Excerpt from a dataset:
+++++
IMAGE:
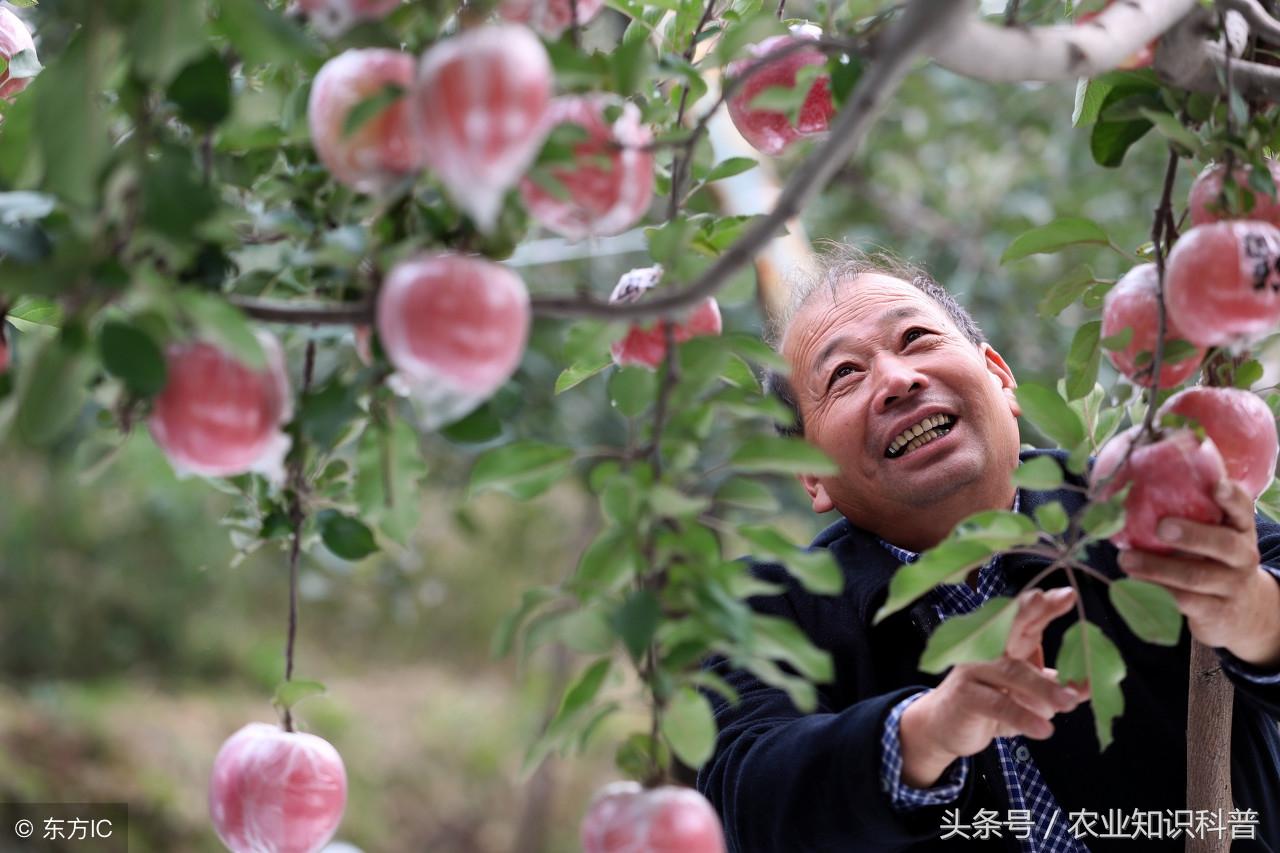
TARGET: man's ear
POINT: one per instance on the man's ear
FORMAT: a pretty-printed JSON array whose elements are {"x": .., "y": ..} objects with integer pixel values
[
  {"x": 1002, "y": 375},
  {"x": 822, "y": 501}
]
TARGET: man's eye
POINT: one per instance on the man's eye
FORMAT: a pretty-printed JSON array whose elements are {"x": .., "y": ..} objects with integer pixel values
[
  {"x": 912, "y": 334},
  {"x": 841, "y": 372}
]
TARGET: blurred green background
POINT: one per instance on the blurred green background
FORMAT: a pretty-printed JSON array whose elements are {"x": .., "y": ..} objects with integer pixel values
[{"x": 131, "y": 646}]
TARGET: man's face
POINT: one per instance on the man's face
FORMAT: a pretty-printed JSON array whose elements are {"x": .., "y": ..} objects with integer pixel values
[{"x": 877, "y": 361}]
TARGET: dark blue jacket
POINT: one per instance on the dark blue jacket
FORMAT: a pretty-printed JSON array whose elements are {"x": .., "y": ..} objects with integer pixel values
[{"x": 789, "y": 783}]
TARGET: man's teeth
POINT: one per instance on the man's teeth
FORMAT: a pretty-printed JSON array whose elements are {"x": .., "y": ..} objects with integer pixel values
[{"x": 922, "y": 433}]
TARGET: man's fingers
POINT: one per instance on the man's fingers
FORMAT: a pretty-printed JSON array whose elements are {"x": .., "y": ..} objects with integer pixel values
[
  {"x": 1217, "y": 542},
  {"x": 1036, "y": 609},
  {"x": 1189, "y": 574},
  {"x": 1010, "y": 715},
  {"x": 1237, "y": 505}
]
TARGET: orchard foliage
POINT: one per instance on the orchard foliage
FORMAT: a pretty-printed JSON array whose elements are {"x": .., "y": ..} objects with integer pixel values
[{"x": 360, "y": 177}]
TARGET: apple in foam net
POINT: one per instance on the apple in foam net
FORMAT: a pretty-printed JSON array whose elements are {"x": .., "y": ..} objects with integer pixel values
[
  {"x": 609, "y": 185},
  {"x": 645, "y": 343},
  {"x": 1205, "y": 200},
  {"x": 480, "y": 109},
  {"x": 455, "y": 327},
  {"x": 277, "y": 792},
  {"x": 624, "y": 817},
  {"x": 1242, "y": 427},
  {"x": 1173, "y": 477},
  {"x": 771, "y": 131},
  {"x": 549, "y": 18},
  {"x": 216, "y": 416},
  {"x": 1132, "y": 304},
  {"x": 384, "y": 149},
  {"x": 334, "y": 17},
  {"x": 14, "y": 39},
  {"x": 1223, "y": 283}
]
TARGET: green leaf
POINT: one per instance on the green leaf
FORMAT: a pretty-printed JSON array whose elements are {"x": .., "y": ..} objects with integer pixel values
[
  {"x": 132, "y": 356},
  {"x": 816, "y": 570},
  {"x": 1148, "y": 610},
  {"x": 225, "y": 325},
  {"x": 1104, "y": 519},
  {"x": 1175, "y": 132},
  {"x": 1057, "y": 235},
  {"x": 1088, "y": 655},
  {"x": 575, "y": 374},
  {"x": 583, "y": 690},
  {"x": 1082, "y": 361},
  {"x": 781, "y": 639},
  {"x": 370, "y": 108},
  {"x": 1052, "y": 519},
  {"x": 730, "y": 167},
  {"x": 1040, "y": 474},
  {"x": 1050, "y": 414},
  {"x": 202, "y": 90},
  {"x": 51, "y": 392},
  {"x": 522, "y": 469},
  {"x": 778, "y": 455},
  {"x": 1248, "y": 374},
  {"x": 479, "y": 427},
  {"x": 1110, "y": 141},
  {"x": 328, "y": 411},
  {"x": 346, "y": 537},
  {"x": 1066, "y": 291},
  {"x": 504, "y": 634},
  {"x": 635, "y": 620},
  {"x": 289, "y": 693},
  {"x": 970, "y": 638},
  {"x": 689, "y": 726}
]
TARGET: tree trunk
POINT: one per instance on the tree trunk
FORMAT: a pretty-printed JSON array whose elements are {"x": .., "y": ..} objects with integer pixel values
+++++
Leave out the pictures and output every record above precisely as given.

IMAGE:
TARGET: man's ear
POINT: one per instance on the man's ear
FORMAT: a pretty-printed JSON array whose elements are {"x": .., "y": ..} objects with integer pixel values
[
  {"x": 1002, "y": 375},
  {"x": 822, "y": 501}
]
TARGET: man's eye
POINT: one per instance on the man's eye
FORMAT: a pretty-printed JSON array whose elements are {"x": .., "y": ..} objects with integer pixel values
[
  {"x": 912, "y": 334},
  {"x": 841, "y": 372}
]
TARGET: blurred green background
POINT: one per instance on the blurred green background
FORMAT: a pretty-printed JSON array whose elements are {"x": .., "y": ..} objects with integer pixel values
[{"x": 131, "y": 646}]
TARGET: man's face
POINT: one per instance on the man's face
FORMAT: a pretty-printed JSON array whose elements are {"x": .., "y": ..} objects with integer pixel values
[{"x": 877, "y": 361}]
TARGET: dark blue jacket
POINT: one per instance on the dark blue jacket
FORMAT: a pretty-printed JSON array whose elements are {"x": .., "y": ..} objects with integer pixel values
[{"x": 789, "y": 783}]
TARGET: man's teeth
POINT: one per instance on the man's teeth
FORMAT: a pretty-printed JSON array whose elements are {"x": .., "y": ..} objects with integer pixel values
[{"x": 922, "y": 433}]
TARGET: man's fingers
POINT: one per instance on the man's fingers
FORMAT: a pretty-printed JSON array whose elements are {"x": .., "y": ..} objects with integer pixel values
[
  {"x": 1217, "y": 542},
  {"x": 1036, "y": 609},
  {"x": 1189, "y": 574},
  {"x": 1010, "y": 715},
  {"x": 1237, "y": 505}
]
TARGET: orchard foliage
POINT: one per instance on the orchard foliage
FORMAT: a pretty-printed JSON array whose elements are {"x": .., "y": ..} objects with integer pixel values
[{"x": 360, "y": 177}]
TARGET: apple in foam net
POINT: one per instance on the apple in foam net
FORMAT: a pretty-printed JSON array whose elements are {"x": .., "y": ..} objects with integer pixel values
[
  {"x": 609, "y": 185},
  {"x": 645, "y": 343},
  {"x": 1205, "y": 200},
  {"x": 480, "y": 109},
  {"x": 455, "y": 327},
  {"x": 277, "y": 792},
  {"x": 624, "y": 817},
  {"x": 1242, "y": 427},
  {"x": 1173, "y": 477},
  {"x": 771, "y": 131},
  {"x": 549, "y": 18},
  {"x": 216, "y": 416},
  {"x": 1132, "y": 304},
  {"x": 384, "y": 149},
  {"x": 334, "y": 17},
  {"x": 14, "y": 39},
  {"x": 1223, "y": 283}
]
TARGET: green leaf
POINT: one per instance on the green leaf
FORMAT: a pretty-printed JSON array whose elements are {"x": .., "y": ..} objects with integer pixel values
[
  {"x": 132, "y": 356},
  {"x": 816, "y": 570},
  {"x": 1148, "y": 610},
  {"x": 225, "y": 325},
  {"x": 1104, "y": 519},
  {"x": 1175, "y": 132},
  {"x": 1057, "y": 235},
  {"x": 1088, "y": 655},
  {"x": 575, "y": 374},
  {"x": 583, "y": 690},
  {"x": 1082, "y": 361},
  {"x": 781, "y": 639},
  {"x": 370, "y": 108},
  {"x": 1052, "y": 519},
  {"x": 730, "y": 167},
  {"x": 1040, "y": 474},
  {"x": 1050, "y": 414},
  {"x": 202, "y": 90},
  {"x": 51, "y": 392},
  {"x": 522, "y": 469},
  {"x": 778, "y": 455},
  {"x": 1248, "y": 374},
  {"x": 479, "y": 427},
  {"x": 1110, "y": 141},
  {"x": 328, "y": 411},
  {"x": 346, "y": 537},
  {"x": 1066, "y": 291},
  {"x": 504, "y": 634},
  {"x": 635, "y": 620},
  {"x": 289, "y": 693},
  {"x": 970, "y": 638},
  {"x": 689, "y": 726}
]
TARGET: tree trunk
POINT: one per instance on the tree trunk
FORMAT: a pretty-printed JSON array whose elements are {"x": .., "y": ..} objects with integer pixel values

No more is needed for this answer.